───── PROVIDED MATERIAL
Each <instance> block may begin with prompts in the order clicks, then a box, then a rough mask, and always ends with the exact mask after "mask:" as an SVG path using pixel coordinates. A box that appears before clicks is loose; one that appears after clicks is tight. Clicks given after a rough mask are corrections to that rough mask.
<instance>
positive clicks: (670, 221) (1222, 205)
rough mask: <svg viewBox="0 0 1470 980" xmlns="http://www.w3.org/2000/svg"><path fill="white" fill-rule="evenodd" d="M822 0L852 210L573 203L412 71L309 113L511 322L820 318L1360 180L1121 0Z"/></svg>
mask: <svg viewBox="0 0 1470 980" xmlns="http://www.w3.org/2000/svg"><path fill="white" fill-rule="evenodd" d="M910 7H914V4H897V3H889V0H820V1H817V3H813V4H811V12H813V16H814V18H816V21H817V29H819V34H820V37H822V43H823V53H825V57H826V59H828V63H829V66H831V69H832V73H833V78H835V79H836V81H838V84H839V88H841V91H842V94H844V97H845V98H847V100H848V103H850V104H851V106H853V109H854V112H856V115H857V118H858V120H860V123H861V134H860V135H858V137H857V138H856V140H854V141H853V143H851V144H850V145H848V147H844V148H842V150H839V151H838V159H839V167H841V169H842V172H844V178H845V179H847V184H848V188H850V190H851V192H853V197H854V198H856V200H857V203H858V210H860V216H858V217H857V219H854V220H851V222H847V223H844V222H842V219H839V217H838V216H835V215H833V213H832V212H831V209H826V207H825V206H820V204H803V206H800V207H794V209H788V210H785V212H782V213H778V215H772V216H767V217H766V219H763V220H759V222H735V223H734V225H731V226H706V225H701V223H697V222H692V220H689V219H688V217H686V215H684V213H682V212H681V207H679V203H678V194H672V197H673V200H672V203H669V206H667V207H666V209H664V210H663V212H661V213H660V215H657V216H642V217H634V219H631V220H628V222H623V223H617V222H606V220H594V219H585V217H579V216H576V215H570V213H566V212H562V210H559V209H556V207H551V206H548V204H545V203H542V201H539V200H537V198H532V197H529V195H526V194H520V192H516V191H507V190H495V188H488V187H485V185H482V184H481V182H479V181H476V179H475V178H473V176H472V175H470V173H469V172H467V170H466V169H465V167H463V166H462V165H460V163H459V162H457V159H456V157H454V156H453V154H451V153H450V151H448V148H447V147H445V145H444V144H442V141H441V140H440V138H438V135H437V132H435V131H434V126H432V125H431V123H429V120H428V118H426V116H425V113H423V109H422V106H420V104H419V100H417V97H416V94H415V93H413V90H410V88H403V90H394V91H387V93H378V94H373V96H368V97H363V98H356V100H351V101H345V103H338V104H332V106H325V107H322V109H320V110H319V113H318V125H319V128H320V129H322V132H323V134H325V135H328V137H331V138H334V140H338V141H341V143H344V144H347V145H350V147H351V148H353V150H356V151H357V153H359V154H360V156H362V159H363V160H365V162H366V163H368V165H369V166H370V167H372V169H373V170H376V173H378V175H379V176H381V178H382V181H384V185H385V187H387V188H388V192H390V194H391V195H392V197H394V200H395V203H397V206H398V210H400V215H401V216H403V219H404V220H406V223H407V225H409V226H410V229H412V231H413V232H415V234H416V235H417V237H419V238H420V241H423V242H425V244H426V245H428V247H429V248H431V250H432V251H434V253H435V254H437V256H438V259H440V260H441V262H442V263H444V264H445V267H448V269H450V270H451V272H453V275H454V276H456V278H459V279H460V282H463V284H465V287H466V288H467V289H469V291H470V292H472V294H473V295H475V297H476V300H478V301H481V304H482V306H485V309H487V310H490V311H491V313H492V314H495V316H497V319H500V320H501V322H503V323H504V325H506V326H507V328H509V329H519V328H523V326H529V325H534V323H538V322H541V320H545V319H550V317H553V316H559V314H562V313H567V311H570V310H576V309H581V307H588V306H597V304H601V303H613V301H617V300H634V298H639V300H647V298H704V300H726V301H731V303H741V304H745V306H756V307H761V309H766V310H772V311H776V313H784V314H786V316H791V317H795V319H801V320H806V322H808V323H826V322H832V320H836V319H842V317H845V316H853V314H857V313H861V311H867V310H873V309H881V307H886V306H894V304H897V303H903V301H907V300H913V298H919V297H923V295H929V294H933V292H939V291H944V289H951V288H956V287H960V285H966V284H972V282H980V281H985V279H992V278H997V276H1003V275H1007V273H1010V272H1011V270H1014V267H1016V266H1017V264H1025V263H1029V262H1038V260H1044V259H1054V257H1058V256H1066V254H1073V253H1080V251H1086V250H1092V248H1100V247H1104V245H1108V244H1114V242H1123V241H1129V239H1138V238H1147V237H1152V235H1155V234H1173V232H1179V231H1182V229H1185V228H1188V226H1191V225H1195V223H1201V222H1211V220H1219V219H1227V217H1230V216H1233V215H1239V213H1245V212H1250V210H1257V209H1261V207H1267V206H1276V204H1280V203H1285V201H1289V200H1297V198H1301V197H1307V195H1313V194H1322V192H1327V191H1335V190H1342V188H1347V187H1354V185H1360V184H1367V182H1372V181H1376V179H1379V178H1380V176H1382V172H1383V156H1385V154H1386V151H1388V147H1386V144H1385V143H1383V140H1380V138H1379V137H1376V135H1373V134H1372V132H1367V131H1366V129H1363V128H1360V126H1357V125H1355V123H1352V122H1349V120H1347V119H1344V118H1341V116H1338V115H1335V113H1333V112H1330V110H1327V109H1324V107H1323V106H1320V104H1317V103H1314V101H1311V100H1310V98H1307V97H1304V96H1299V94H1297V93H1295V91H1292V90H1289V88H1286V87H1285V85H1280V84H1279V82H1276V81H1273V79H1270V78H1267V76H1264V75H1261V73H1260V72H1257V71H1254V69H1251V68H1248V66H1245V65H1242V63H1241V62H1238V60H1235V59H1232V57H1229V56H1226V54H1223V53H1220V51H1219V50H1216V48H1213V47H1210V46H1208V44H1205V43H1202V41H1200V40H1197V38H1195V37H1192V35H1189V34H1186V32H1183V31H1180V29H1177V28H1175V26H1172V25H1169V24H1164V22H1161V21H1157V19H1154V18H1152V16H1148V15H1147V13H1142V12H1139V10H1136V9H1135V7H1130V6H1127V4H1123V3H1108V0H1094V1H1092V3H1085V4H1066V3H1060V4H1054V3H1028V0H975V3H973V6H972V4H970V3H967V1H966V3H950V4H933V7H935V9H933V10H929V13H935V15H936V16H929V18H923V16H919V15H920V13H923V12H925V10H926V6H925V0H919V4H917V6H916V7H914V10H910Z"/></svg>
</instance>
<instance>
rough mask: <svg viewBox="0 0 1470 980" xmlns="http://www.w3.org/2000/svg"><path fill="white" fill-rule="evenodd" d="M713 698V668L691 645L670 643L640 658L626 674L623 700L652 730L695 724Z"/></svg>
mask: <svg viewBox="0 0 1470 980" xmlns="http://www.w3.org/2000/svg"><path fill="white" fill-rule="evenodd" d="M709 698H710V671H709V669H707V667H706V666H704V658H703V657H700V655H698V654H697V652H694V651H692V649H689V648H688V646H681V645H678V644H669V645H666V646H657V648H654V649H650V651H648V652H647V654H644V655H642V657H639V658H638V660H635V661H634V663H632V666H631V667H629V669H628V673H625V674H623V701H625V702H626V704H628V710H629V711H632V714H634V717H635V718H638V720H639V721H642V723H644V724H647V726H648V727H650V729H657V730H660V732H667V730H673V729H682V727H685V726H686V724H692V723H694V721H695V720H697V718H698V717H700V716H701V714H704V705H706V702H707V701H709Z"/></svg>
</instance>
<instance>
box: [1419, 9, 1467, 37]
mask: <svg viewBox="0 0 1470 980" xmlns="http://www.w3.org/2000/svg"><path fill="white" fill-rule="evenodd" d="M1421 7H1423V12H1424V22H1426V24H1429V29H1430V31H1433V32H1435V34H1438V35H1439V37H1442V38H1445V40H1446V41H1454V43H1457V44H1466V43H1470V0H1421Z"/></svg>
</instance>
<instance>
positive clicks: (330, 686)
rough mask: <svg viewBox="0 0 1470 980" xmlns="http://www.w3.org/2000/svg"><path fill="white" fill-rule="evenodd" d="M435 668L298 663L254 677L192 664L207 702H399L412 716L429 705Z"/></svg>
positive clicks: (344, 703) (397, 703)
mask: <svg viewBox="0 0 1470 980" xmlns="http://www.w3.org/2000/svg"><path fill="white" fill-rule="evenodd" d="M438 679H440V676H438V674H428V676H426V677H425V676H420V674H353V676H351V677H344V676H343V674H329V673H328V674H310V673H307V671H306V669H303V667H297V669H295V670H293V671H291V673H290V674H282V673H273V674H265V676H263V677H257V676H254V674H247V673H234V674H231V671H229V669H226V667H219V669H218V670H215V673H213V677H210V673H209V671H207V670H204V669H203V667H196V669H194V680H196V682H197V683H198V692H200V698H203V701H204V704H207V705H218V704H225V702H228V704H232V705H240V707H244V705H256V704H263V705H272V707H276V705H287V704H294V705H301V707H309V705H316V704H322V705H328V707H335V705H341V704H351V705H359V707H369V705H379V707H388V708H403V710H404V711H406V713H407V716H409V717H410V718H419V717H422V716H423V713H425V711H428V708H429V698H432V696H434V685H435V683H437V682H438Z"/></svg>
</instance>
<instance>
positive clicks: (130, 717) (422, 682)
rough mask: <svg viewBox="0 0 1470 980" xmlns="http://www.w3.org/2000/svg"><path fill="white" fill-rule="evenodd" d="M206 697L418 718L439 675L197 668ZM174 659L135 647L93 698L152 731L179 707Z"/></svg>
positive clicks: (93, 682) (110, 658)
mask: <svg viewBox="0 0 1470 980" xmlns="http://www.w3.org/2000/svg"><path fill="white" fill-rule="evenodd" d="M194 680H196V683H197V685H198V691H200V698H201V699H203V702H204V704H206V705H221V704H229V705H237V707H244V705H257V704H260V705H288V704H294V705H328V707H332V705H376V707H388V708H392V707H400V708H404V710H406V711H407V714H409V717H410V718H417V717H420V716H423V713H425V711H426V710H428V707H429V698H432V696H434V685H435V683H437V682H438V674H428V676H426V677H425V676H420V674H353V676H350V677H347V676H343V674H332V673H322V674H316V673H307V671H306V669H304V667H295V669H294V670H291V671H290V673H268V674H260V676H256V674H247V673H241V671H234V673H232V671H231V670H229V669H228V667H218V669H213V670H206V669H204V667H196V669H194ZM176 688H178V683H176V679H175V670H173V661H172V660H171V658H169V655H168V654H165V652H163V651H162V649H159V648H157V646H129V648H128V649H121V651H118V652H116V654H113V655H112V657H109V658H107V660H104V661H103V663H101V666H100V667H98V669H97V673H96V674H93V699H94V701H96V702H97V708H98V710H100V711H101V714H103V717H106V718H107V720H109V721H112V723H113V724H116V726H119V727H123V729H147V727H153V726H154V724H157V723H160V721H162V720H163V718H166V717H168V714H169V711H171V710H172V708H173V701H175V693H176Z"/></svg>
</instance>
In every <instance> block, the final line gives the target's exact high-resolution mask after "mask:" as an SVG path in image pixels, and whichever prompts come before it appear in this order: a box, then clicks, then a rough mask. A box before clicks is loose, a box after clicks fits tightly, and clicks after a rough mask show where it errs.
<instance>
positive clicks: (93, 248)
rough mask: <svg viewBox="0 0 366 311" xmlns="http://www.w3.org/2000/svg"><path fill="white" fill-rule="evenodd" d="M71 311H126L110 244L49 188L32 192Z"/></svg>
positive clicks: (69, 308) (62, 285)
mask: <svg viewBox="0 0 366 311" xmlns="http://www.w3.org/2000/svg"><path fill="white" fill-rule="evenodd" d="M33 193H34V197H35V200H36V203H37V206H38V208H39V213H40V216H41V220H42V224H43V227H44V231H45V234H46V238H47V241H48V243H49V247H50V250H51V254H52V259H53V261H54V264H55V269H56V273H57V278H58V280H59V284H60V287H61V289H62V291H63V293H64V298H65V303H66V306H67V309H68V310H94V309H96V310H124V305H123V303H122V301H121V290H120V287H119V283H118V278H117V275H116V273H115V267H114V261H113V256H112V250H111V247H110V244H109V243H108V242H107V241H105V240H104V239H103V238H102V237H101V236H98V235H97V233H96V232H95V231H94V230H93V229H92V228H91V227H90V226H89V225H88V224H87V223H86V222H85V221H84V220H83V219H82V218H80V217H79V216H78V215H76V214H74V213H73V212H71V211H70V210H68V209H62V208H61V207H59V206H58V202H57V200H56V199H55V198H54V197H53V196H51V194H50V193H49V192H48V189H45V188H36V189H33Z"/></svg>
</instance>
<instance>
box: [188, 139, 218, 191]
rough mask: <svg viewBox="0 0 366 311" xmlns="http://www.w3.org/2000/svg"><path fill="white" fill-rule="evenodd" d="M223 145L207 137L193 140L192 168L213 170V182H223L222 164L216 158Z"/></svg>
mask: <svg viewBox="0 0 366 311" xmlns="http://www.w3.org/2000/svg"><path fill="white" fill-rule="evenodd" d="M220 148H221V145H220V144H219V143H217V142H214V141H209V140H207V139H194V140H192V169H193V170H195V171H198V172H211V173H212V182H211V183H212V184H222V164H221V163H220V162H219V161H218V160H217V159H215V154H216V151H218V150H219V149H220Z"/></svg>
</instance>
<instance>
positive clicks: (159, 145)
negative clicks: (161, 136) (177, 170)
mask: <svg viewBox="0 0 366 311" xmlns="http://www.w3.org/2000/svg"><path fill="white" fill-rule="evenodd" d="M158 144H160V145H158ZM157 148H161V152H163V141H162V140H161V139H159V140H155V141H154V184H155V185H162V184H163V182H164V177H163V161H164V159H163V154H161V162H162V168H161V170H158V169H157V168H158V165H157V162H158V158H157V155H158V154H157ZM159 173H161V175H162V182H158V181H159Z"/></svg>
──────────
■ **YOUR TASK**
Retype the portion of the data above that starts on the line with "positive clicks: (344, 703) (397, 703)" and finishes on the line with "697L418 718L439 675L197", including both of those lines.

■ **RESPONSE TO THE EXERCISE**
positive clicks: (344, 703) (397, 703)
mask: <svg viewBox="0 0 1470 980" xmlns="http://www.w3.org/2000/svg"><path fill="white" fill-rule="evenodd" d="M438 679H440V676H438V674H428V676H426V677H425V676H420V674H353V676H351V677H344V676H343V674H329V673H328V674H310V673H307V671H306V669H303V667H297V669H295V670H293V671H291V673H290V674H282V673H273V674H265V676H263V677H257V676H254V674H247V673H234V674H231V671H229V669H226V667H219V669H218V670H215V673H213V677H210V673H209V671H207V670H204V669H203V667H196V669H194V680H196V682H197V683H198V692H200V698H203V701H204V704H207V705H218V704H225V702H228V704H232V705H240V707H244V705H256V704H263V705H272V707H276V705H287V704H294V705H301V707H309V705H316V704H322V705H328V707H335V705H341V704H351V705H359V707H369V705H379V707H388V708H403V710H404V711H406V713H407V716H409V717H410V718H419V717H422V716H423V713H425V711H428V708H429V698H432V696H434V685H435V683H437V682H438Z"/></svg>
</instance>
<instance>
positive clicks: (130, 717) (422, 682)
rough mask: <svg viewBox="0 0 1470 980" xmlns="http://www.w3.org/2000/svg"><path fill="white" fill-rule="evenodd" d="M206 697L418 718L439 675L197 668ZM174 659L135 647L93 698L152 731L179 707Z"/></svg>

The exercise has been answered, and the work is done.